--- START SOURCE MATERIAL ---

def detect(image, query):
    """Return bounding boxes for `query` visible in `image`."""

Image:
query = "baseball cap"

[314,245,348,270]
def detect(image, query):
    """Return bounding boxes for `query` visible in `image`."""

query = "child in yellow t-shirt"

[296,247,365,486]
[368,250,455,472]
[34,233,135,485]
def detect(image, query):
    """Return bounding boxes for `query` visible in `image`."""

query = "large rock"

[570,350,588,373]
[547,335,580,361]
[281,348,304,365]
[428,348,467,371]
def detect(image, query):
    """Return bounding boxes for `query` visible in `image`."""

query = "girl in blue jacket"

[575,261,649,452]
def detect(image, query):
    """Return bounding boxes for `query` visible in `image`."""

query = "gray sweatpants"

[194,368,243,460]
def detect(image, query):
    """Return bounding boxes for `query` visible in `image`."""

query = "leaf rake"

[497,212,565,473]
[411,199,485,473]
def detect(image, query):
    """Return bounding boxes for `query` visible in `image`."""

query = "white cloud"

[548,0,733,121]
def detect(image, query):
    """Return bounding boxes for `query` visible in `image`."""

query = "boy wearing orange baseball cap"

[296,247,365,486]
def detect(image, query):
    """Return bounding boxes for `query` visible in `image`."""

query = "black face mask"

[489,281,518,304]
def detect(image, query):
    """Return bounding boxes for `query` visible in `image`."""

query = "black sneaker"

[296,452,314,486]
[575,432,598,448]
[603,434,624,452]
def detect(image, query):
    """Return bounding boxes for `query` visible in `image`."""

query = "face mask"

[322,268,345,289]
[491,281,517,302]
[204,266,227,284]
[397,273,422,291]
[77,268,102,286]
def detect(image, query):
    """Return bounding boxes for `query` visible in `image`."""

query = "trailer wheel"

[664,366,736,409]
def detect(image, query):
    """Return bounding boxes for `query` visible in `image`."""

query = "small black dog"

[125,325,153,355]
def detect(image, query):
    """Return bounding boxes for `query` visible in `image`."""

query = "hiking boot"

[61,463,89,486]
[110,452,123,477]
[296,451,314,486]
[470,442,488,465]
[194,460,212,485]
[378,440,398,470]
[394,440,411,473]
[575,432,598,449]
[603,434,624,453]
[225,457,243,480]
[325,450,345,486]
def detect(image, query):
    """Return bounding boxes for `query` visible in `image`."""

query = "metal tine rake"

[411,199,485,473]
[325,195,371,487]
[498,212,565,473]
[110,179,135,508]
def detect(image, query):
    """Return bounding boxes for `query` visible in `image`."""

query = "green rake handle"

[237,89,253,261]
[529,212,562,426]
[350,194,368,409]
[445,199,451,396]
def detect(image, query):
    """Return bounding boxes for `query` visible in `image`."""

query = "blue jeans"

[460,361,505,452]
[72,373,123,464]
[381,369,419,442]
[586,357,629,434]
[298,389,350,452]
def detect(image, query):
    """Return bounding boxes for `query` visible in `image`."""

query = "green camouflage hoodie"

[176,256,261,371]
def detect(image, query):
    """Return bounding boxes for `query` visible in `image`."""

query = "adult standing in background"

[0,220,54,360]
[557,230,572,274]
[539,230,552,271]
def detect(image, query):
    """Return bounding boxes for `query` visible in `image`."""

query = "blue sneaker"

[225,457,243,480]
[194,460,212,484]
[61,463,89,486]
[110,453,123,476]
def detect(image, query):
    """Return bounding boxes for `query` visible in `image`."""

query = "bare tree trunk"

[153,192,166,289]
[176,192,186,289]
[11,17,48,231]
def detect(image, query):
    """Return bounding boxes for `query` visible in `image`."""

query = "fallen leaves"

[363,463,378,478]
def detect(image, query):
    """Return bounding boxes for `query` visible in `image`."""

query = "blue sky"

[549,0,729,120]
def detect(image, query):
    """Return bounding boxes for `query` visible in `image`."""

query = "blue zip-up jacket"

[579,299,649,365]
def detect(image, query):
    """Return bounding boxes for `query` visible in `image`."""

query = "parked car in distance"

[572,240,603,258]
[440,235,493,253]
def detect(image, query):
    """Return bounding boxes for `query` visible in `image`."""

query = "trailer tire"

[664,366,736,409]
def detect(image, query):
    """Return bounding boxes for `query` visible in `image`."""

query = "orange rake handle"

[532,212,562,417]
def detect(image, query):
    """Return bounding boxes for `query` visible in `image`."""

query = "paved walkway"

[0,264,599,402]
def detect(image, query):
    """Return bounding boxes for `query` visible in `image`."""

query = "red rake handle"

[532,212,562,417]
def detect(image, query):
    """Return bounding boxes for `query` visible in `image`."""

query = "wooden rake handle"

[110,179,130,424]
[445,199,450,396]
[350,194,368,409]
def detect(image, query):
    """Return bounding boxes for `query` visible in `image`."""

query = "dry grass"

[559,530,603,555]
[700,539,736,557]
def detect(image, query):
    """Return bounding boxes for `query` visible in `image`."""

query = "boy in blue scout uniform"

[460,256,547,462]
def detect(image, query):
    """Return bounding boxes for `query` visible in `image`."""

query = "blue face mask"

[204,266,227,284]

--- END SOURCE MATERIAL ---

* **DESCRIPTION OF THE TASK**
Filter the records above, keeping only each line that contains the word "orange", and copy those lines.

* **RESPONSE TO THIS EXERCISE**
query = "boy wearing orange baseball cap"
query = "orange rake handle"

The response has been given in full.